PROBLEM DETAILS: Please return, exactly and only, the lines beginning at the top of the entries below and ending with the line containing "Target: parked car in street"; keep out the pictures.

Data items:
╔══

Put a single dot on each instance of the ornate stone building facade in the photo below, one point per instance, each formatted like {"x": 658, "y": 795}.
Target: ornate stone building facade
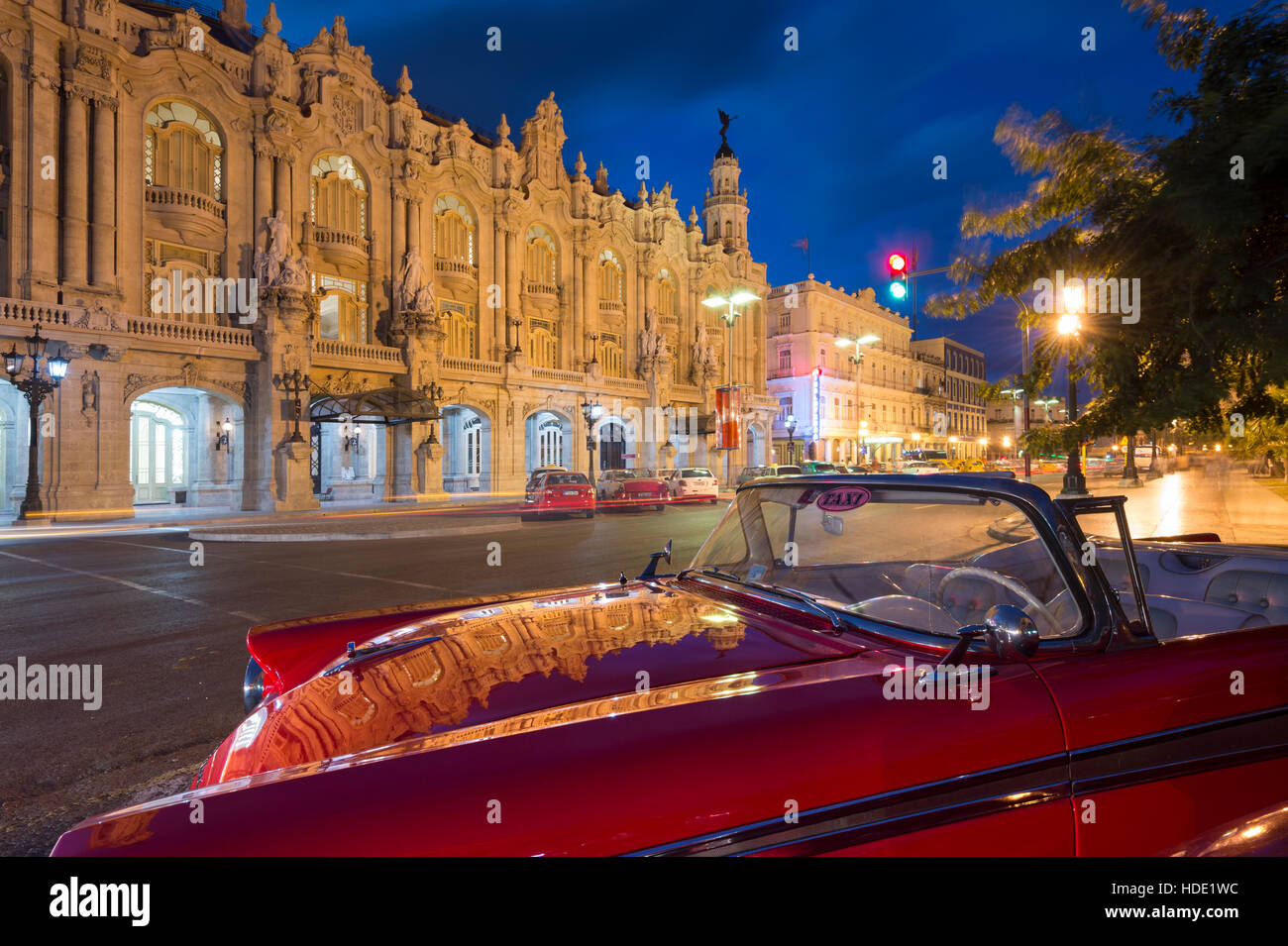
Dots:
{"x": 846, "y": 369}
{"x": 193, "y": 211}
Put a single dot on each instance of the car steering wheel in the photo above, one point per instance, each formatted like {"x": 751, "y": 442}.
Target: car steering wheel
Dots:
{"x": 1009, "y": 583}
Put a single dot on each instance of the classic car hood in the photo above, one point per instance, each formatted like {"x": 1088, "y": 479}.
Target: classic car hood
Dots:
{"x": 505, "y": 661}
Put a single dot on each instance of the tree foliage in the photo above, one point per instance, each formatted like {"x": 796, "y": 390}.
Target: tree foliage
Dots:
{"x": 1210, "y": 245}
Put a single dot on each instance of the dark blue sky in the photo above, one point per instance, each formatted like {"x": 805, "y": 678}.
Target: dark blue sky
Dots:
{"x": 836, "y": 139}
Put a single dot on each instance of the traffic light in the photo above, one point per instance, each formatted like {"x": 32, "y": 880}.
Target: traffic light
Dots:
{"x": 898, "y": 264}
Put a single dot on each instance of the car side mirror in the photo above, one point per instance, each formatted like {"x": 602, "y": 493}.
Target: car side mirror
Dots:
{"x": 1010, "y": 632}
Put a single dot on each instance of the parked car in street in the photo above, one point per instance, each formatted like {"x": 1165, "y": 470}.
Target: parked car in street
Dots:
{"x": 815, "y": 467}
{"x": 939, "y": 668}
{"x": 694, "y": 484}
{"x": 559, "y": 493}
{"x": 755, "y": 473}
{"x": 631, "y": 489}
{"x": 921, "y": 468}
{"x": 536, "y": 473}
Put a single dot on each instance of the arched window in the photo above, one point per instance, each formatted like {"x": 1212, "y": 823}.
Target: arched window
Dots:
{"x": 339, "y": 194}
{"x": 158, "y": 451}
{"x": 665, "y": 293}
{"x": 473, "y": 430}
{"x": 550, "y": 439}
{"x": 183, "y": 150}
{"x": 610, "y": 356}
{"x": 609, "y": 277}
{"x": 542, "y": 257}
{"x": 343, "y": 309}
{"x": 544, "y": 344}
{"x": 460, "y": 322}
{"x": 454, "y": 231}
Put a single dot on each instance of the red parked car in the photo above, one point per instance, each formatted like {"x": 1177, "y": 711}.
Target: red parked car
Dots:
{"x": 631, "y": 489}
{"x": 558, "y": 493}
{"x": 850, "y": 665}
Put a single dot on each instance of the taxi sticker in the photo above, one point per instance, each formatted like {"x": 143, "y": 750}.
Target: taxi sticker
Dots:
{"x": 842, "y": 498}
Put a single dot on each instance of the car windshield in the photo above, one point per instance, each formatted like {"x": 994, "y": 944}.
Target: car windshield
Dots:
{"x": 918, "y": 559}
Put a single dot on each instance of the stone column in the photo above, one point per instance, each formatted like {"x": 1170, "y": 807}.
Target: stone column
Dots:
{"x": 413, "y": 235}
{"x": 399, "y": 241}
{"x": 590, "y": 301}
{"x": 43, "y": 141}
{"x": 282, "y": 192}
{"x": 277, "y": 469}
{"x": 263, "y": 190}
{"x": 75, "y": 177}
{"x": 398, "y": 464}
{"x": 103, "y": 254}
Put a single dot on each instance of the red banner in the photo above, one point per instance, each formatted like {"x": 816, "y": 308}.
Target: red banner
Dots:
{"x": 728, "y": 418}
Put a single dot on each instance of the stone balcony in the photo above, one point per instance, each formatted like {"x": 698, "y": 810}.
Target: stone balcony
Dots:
{"x": 188, "y": 213}
{"x": 342, "y": 248}
{"x": 334, "y": 353}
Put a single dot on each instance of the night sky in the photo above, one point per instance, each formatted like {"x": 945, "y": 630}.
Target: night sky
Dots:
{"x": 835, "y": 141}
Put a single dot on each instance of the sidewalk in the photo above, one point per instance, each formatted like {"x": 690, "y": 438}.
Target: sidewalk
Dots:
{"x": 464, "y": 514}
{"x": 147, "y": 517}
{"x": 1239, "y": 508}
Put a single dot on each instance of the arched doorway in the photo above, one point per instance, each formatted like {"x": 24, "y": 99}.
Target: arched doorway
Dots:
{"x": 11, "y": 473}
{"x": 185, "y": 448}
{"x": 548, "y": 438}
{"x": 160, "y": 447}
{"x": 612, "y": 444}
{"x": 468, "y": 447}
{"x": 755, "y": 446}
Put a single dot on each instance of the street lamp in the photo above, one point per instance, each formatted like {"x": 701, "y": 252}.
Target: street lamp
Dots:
{"x": 222, "y": 433}
{"x": 1069, "y": 326}
{"x": 732, "y": 304}
{"x": 294, "y": 383}
{"x": 857, "y": 361}
{"x": 590, "y": 412}
{"x": 35, "y": 389}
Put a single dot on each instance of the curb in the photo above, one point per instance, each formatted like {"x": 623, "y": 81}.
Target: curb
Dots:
{"x": 219, "y": 536}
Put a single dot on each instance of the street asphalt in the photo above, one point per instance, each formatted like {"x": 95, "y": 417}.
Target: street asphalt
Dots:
{"x": 170, "y": 636}
{"x": 170, "y": 631}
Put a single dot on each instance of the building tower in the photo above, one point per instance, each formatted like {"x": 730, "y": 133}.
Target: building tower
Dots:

╚══

ANSWER TO THE PROBLEM:
Put a single dot on each instance of the ornate stone building facade in the photo below, one point per instance, each formatted like {"x": 658, "y": 795}.
Target: ornate stone building facade
Dots:
{"x": 846, "y": 369}
{"x": 193, "y": 211}
Put a single dot on each instance of the car steering wheel in the photo above, one point per instance, each formatted like {"x": 751, "y": 442}.
Target: car steering wheel
Dots:
{"x": 1009, "y": 583}
Put a single dot on each instance of the classic car hood in the photo above, one point per instance, each formatted like {"x": 1088, "y": 479}.
Target: classic car hood
Dots:
{"x": 505, "y": 661}
Put a single dot on each instance of the tree foliage in the photo above, one point per instance, each formatted like {"x": 796, "y": 390}.
Target: tree foliage
Dots:
{"x": 1210, "y": 245}
Put a single dot on each instance of the dark blue sky in the photo above, one point per instance, each formatted like {"x": 805, "y": 678}.
Target: dark blue sky
Dots:
{"x": 836, "y": 139}
Put a single dot on each instance of the traffic light in the photo above, one point per instance, each formatted like {"x": 32, "y": 880}.
Target: traffic light
Dots:
{"x": 898, "y": 264}
Put a single dot on each instance of the car side mirror in the photo above, one point per instance, each formatted like {"x": 602, "y": 493}.
Target: car side mirror
Dots:
{"x": 1010, "y": 632}
Put a single dot on each instance of the parked car in street in the photo above, one point per instance, each formatted like {"x": 1165, "y": 470}.
Target: parked car in street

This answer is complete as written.